------ Selected text
Inside Crimea a sign reads, “The West doesn’t need Russia, we need Russia.” Photo: NBC News / Screengrab

Basking in his wholly expected re-election victory, Russian President Vladimir Putin addressed a large crowd in Moscow’s Red Square on March 18 to mark the 10th anniversary of his country’s annexation of Crimea.

Putin’s Crimea victory party in Moscow. Photo: President of Russia

The familiar themes of rectifying a historical injustice, the unbreakable unity of the Russian people and the importance of Crimea to Russian identity were trotted out once again. The crowd duly applauded.

Yet, compared with ten years ago when the whole country appeared to be in the grip of collective ecstasy, the celebrations seemed muted. Much has changed in the intervening ten years, not least that Putin’s miscalculations have put the status of Crimea in doubt again.

On the peninsula itself, life has changed profoundly. The “land of milk and honey” promised to the population of Crimea at the time of annexation has not materialized. International sanctions, high prices and increasing uncertainty have left the mainstay of the economy, tourism, in the doldrums. And the democratic freedoms that existed under Ukraine have disappeared, not only for the Ukrainian and Tatar populations but for the Russians, too.

The security of Crimea is also under threat as at no time since 2014. Ukrainian rockets and drones have destroyed about 20% of the Russian Navy’s Black Sea Fleet, including the flagship Moskva. And the Kerch Bridge – the symbol of Putin’s triumph – has been subject to repeated attacks.

The Crimean peninsula. Photo: NASA

The Russian navy has been driven ignominiously from its bases in Crimea to the safer haven of Novorossisk in Russia itself. Ships carrying Ukrainian grain can now exit the Black Sea due to defeats inflicted on the Russian fleet.

In one area, however, the Russians have enjoyed success. The Russification of the peninsula is continuing apace.

‘Russian World’

Russification of Crimea is not an ad hoc policy imposed after the occupation. It is rooted in the ideology of Russkii Mir (“Russian World”). This concept, which is espoused by Putin, is itself part of a long historical tradition going back to the annexation of the Crimea by Catherine the Great in 1783.

The Russian World ideology insists that Russia is a supra-national civilization that extends far beyond the present borders of the Russian Federation to include Ukraine, Belarus, Kazakhstan and other parts of the former Soviet Union. At the same time, the ideology is intolerant of any other expression of identity within its sphere and justifies the elimination of that identity, as is taking place in Crimea.

The Imperial Russian State (1721–1917), the Soviet State (1917–1991) and now the Russian Federation under Putin have at different times all sought to Russify the population of the Crimean peninsula.
------------
------ Data excerpts
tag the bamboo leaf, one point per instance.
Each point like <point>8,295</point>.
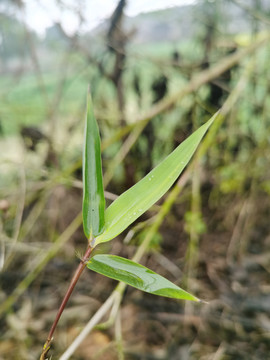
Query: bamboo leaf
<point>139,198</point>
<point>136,275</point>
<point>93,193</point>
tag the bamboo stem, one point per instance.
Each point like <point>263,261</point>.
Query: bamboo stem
<point>70,289</point>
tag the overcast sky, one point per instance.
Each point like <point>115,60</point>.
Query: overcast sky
<point>40,14</point>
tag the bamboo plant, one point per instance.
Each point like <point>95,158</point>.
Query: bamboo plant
<point>101,225</point>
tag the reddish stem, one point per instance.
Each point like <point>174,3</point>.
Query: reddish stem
<point>73,282</point>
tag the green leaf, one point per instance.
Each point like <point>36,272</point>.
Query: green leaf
<point>136,275</point>
<point>139,198</point>
<point>93,193</point>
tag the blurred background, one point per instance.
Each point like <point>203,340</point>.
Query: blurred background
<point>157,71</point>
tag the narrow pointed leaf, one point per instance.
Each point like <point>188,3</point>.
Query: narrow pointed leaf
<point>136,275</point>
<point>139,198</point>
<point>93,193</point>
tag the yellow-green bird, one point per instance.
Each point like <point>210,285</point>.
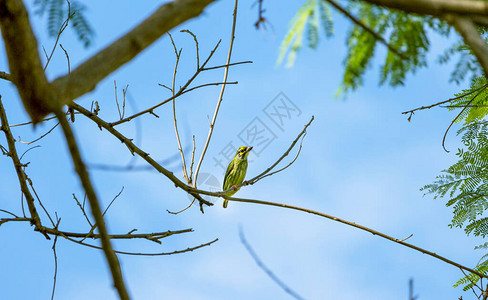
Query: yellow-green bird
<point>236,171</point>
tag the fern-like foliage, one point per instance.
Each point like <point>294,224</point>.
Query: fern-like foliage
<point>467,63</point>
<point>403,32</point>
<point>57,13</point>
<point>314,16</point>
<point>471,279</point>
<point>465,184</point>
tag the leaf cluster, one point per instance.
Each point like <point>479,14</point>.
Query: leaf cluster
<point>405,33</point>
<point>466,185</point>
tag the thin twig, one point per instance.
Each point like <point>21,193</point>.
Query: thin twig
<point>228,65</point>
<point>454,120</point>
<point>361,227</point>
<point>367,29</point>
<point>196,45</point>
<point>209,84</point>
<point>7,212</point>
<point>146,254</point>
<point>61,29</point>
<point>38,199</point>
<point>266,270</point>
<point>116,196</point>
<point>67,57</point>
<point>289,164</point>
<point>26,151</point>
<point>20,172</point>
<point>472,284</point>
<point>55,260</point>
<point>117,101</point>
<point>221,95</point>
<point>39,138</point>
<point>292,145</point>
<point>82,210</point>
<point>136,150</point>
<point>192,159</point>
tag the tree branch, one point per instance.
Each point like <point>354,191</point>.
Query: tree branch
<point>221,95</point>
<point>435,7</point>
<point>80,168</point>
<point>472,37</point>
<point>35,220</point>
<point>26,69</point>
<point>86,76</point>
<point>372,231</point>
<point>134,149</point>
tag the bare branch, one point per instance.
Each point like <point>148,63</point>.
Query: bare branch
<point>196,45</point>
<point>179,93</point>
<point>361,227</point>
<point>221,95</point>
<point>26,70</point>
<point>85,77</point>
<point>80,168</point>
<point>228,65</point>
<point>39,138</point>
<point>18,168</point>
<point>472,37</point>
<point>454,120</point>
<point>445,101</point>
<point>134,149</point>
<point>436,7</point>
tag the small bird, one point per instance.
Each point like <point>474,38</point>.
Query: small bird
<point>236,171</point>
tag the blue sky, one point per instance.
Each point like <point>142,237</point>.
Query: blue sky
<point>361,161</point>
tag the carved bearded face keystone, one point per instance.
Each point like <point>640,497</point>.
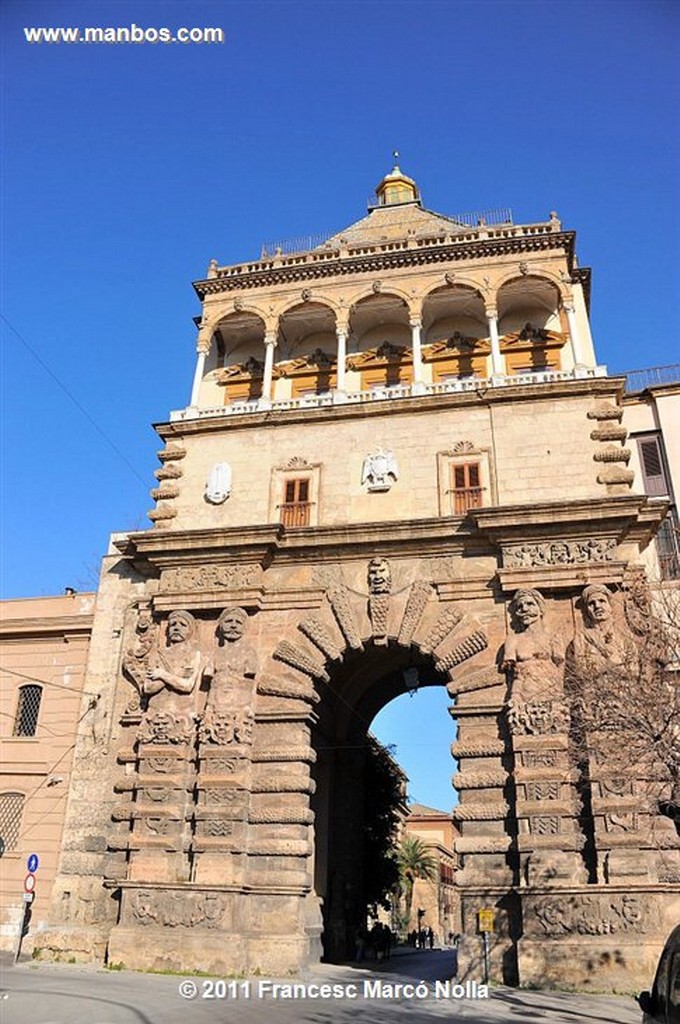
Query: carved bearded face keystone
<point>526,607</point>
<point>380,578</point>
<point>232,625</point>
<point>598,608</point>
<point>180,627</point>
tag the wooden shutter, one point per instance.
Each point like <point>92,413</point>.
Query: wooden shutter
<point>296,506</point>
<point>651,463</point>
<point>466,488</point>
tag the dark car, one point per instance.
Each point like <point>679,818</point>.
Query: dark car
<point>662,1005</point>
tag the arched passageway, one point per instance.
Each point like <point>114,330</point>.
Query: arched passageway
<point>346,802</point>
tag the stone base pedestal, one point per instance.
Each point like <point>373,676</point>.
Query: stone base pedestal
<point>598,937</point>
<point>215,931</point>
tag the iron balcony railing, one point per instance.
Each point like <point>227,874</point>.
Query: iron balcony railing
<point>639,380</point>
<point>466,499</point>
<point>295,513</point>
<point>413,391</point>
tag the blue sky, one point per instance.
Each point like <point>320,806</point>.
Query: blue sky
<point>128,168</point>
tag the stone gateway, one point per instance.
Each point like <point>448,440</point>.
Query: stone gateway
<point>414,462</point>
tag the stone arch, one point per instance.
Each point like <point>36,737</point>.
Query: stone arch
<point>236,306</point>
<point>534,297</point>
<point>385,289</point>
<point>322,300</point>
<point>452,281</point>
<point>540,273</point>
<point>348,660</point>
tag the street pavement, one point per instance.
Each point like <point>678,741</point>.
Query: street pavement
<point>59,993</point>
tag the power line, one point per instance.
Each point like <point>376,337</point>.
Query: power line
<point>72,397</point>
<point>46,682</point>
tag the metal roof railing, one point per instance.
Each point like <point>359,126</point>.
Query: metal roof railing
<point>640,380</point>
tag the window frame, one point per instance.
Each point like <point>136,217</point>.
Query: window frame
<point>296,471</point>
<point>465,453</point>
<point>22,713</point>
<point>11,840</point>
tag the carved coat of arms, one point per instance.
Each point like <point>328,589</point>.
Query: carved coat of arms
<point>380,470</point>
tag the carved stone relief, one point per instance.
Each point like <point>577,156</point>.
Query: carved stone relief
<point>533,656</point>
<point>227,727</point>
<point>601,643</point>
<point>597,914</point>
<point>559,553</point>
<point>420,594</point>
<point>232,664</point>
<point>380,470</point>
<point>178,909</point>
<point>171,676</point>
<point>136,657</point>
<point>380,585</point>
<point>299,658</point>
<point>210,578</point>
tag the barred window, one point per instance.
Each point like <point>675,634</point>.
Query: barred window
<point>28,710</point>
<point>651,462</point>
<point>11,809</point>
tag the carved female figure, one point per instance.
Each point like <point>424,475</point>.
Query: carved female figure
<point>601,644</point>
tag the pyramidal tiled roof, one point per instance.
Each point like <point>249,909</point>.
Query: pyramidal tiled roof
<point>387,223</point>
<point>423,809</point>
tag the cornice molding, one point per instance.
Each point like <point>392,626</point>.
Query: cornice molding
<point>263,274</point>
<point>67,626</point>
<point>611,387</point>
<point>479,534</point>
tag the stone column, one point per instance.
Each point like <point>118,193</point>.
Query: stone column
<point>341,336</point>
<point>269,345</point>
<point>575,339</point>
<point>416,325</point>
<point>498,363</point>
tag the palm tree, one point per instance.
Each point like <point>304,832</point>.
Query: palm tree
<point>415,861</point>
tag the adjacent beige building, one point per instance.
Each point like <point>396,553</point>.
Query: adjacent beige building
<point>435,902</point>
<point>44,643</point>
<point>399,463</point>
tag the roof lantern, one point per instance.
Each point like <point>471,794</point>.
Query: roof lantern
<point>396,187</point>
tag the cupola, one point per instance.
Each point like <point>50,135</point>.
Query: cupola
<point>396,187</point>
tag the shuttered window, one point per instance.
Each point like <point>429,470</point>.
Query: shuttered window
<point>11,809</point>
<point>466,487</point>
<point>296,506</point>
<point>28,709</point>
<point>651,463</point>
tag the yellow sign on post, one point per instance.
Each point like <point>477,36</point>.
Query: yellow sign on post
<point>485,920</point>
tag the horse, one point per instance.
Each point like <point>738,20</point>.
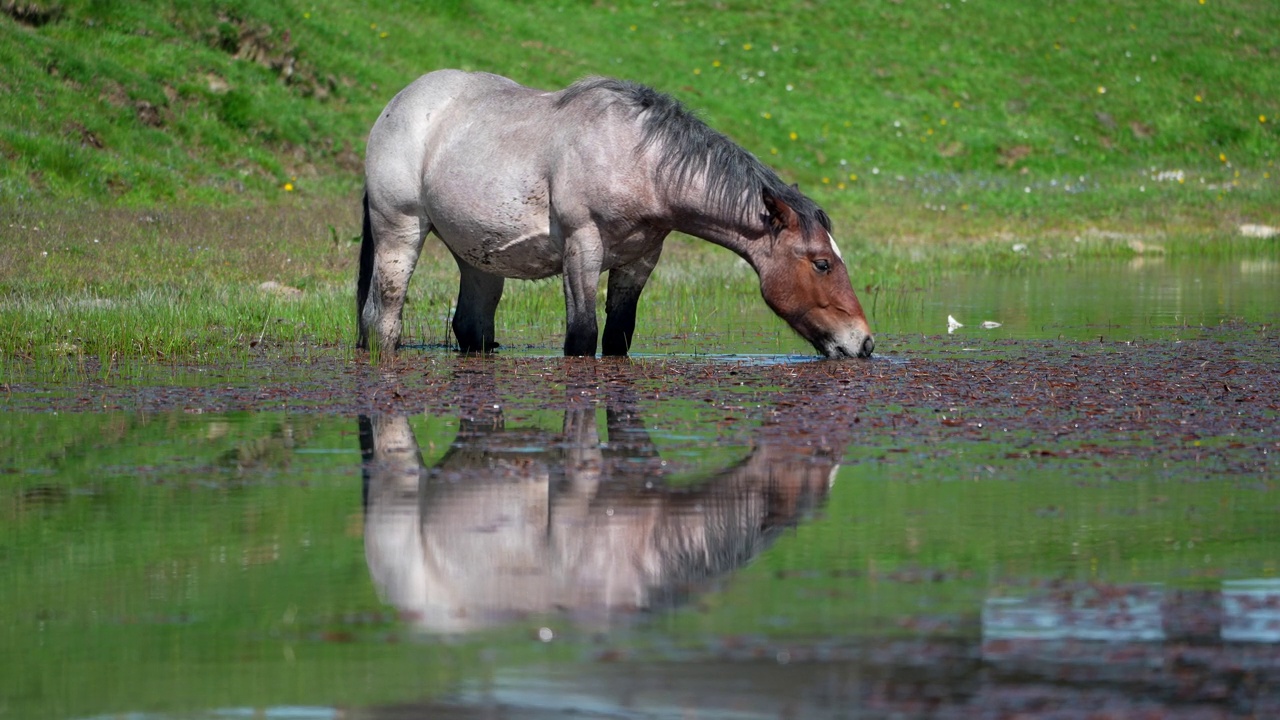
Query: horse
<point>524,183</point>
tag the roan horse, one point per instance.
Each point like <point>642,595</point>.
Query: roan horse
<point>524,183</point>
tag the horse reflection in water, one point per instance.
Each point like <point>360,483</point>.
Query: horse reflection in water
<point>519,522</point>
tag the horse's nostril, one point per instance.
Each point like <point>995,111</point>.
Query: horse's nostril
<point>868,347</point>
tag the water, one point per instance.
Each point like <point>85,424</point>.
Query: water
<point>1146,297</point>
<point>731,537</point>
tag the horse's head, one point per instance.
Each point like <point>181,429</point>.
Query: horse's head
<point>804,279</point>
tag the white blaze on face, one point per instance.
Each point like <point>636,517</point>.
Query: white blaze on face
<point>835,247</point>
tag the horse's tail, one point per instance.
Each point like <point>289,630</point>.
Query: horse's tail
<point>365,276</point>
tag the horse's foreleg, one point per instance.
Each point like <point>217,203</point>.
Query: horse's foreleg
<point>397,241</point>
<point>625,287</point>
<point>584,254</point>
<point>479,294</point>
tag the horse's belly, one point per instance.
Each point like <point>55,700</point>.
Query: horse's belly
<point>526,256</point>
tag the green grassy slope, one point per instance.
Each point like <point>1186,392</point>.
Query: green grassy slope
<point>969,105</point>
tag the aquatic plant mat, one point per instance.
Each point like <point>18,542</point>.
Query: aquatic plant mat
<point>1052,528</point>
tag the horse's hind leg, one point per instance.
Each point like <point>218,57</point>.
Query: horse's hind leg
<point>397,240</point>
<point>479,294</point>
<point>620,306</point>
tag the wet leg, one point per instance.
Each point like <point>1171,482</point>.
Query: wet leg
<point>398,240</point>
<point>625,287</point>
<point>479,294</point>
<point>584,255</point>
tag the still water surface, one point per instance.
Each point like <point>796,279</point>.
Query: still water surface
<point>640,559</point>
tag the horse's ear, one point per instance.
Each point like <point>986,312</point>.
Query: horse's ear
<point>781,215</point>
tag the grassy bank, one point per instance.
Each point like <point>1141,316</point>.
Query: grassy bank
<point>965,103</point>
<point>163,160</point>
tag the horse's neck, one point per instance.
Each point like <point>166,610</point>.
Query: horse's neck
<point>693,214</point>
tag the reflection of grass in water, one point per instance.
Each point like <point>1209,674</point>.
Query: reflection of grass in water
<point>169,579</point>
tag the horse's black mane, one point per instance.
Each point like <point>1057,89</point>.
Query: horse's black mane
<point>735,178</point>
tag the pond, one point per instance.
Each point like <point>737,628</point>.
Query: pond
<point>1072,515</point>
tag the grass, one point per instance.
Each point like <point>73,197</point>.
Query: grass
<point>169,158</point>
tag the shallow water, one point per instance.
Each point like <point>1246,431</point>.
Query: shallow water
<point>1144,297</point>
<point>1047,527</point>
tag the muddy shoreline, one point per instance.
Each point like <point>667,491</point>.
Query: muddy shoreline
<point>1214,401</point>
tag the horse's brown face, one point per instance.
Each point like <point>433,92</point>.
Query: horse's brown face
<point>804,279</point>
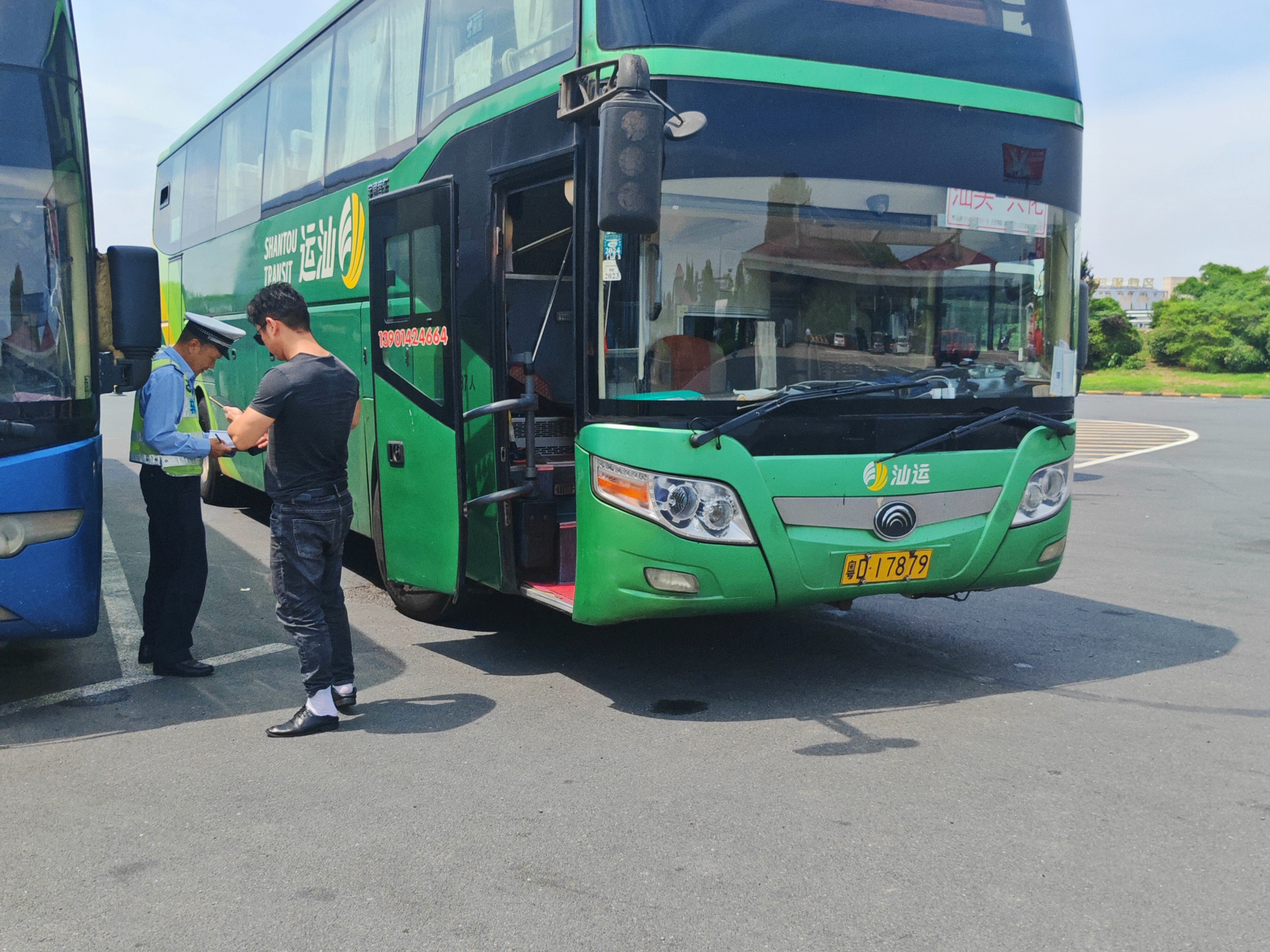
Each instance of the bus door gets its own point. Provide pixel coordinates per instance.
(418, 399)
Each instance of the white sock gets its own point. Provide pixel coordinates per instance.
(322, 705)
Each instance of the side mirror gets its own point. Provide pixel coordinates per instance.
(1082, 340)
(632, 141)
(136, 317)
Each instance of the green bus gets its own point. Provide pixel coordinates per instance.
(837, 357)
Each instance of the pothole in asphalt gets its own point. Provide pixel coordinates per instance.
(678, 709)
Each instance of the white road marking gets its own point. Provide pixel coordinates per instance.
(121, 611)
(1110, 436)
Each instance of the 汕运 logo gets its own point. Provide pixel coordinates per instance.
(352, 240)
(322, 248)
(876, 476)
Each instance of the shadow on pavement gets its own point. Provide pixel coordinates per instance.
(825, 666)
(418, 715)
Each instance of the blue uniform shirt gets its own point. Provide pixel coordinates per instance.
(162, 400)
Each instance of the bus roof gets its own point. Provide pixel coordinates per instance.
(328, 18)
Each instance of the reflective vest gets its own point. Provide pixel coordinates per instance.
(143, 452)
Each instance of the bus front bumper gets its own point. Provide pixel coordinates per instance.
(797, 565)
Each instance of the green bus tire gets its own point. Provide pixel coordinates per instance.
(416, 603)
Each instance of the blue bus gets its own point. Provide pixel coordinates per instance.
(55, 359)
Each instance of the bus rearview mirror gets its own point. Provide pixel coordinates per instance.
(632, 140)
(136, 315)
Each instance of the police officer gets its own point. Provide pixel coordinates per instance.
(171, 446)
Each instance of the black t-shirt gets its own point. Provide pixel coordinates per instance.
(312, 402)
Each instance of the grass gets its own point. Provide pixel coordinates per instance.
(1165, 380)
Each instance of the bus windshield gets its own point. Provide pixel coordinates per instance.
(45, 345)
(1018, 43)
(46, 259)
(757, 285)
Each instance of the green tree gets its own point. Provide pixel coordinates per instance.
(1218, 321)
(1113, 340)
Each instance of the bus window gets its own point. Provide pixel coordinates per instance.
(416, 310)
(760, 283)
(242, 162)
(376, 88)
(537, 224)
(172, 177)
(202, 171)
(296, 136)
(475, 43)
------------
* [The request]:
Carry on writing the article about Russia's annexation and Russification of Crimea, picking up right after its final sentence. These entries have no connection to the article on Crimea.

* [Task result]:
The Imperial government encouraged the migration of Tatars from the peninsula and Stalin completed the process in 1944 by deporting the entire Tatar population – some 200,000 people.

Tatars are a long-oppressed Muslim minority in Russia. Members of the group are pictured at the 2020 Crimean Tatar Flag Day in Kiev. Photo: Pavlo Gonchar / SOPA Images / ZUMA

A partial return took place under Krushchev (premier of of the Soviet Union between 1958 and 1964), which greatly accelerated when the Crimea became part of a democratic Ukraine. Putin has now reversed that policy, seeking the destruction of both the Tatar and Ukrainian identities.

Eradicating non-Russian identity

Putin swore to safeguard the different national traditions that existed in Crimea when he launched the annexation. These promises were broken immediately and have continued to be broken ever since.

Ukrainian and Tatar languages have been suppressed, political activists arrested and any expression of cultural identity other than Russian is forbidden. The national body of the Crimean Tatars, the Mejlis, has been suppressed and all other representative institutions are a sham, like those in Russia itself.

Religious persecution against the Ukrainians and the Tatars, which is actively assisted by the Russian Orthodox Church, is also an essential part of the Russification policies.

The Russian Orthodox church is a partner in Russification. Patriarch Kirill, right, elevates Bishop of Minsk and Zaslavl Benjamin to the diaconate at the Christ The Saviour Cathedral in Moscow on September 6, 2020. Photo: Sergey Pyatakov / Sputnik

What is striking about the Russification of Crimea is its comprehensive nature and the ruthlessness with which it is being carried out. A major instrument of Russification has been the imposition of Russian citizenship on the population of the peninsula. This has been achieved through a combination of incentives and crude threats.

Access to vital services such as health, education, banking, pensions and jobs is conditioned on acceptance of Russian citizenship. No passport means that these services are not available. The refusal of Russian citizenship has led to confiscations of property, expulsion from the peninsula and even threats to take away the children of those retaining Ukrainian citizenship.

Acceptance of citizenship makes men eligible for military service. And Putin’s government has ruthlessly mobilized men from the Crimea and the Donbas. A new citizenship law in April 2023 extended these practices to the territories occupied since 2022.

These changes have been accompanied by demographic changes that have taken place since the annexation. According to Russian figures, at least 200,000 Russians have migrated to Crimea since 2014. Ukrainian figures suggest that 50,000 Ukrainians and Tatars have left over the same period.

This is a form of ethnic cleansing designed to make Crimea irrevocably Russian and protect it against any fair referendum that might return the peninsula to Ukraine.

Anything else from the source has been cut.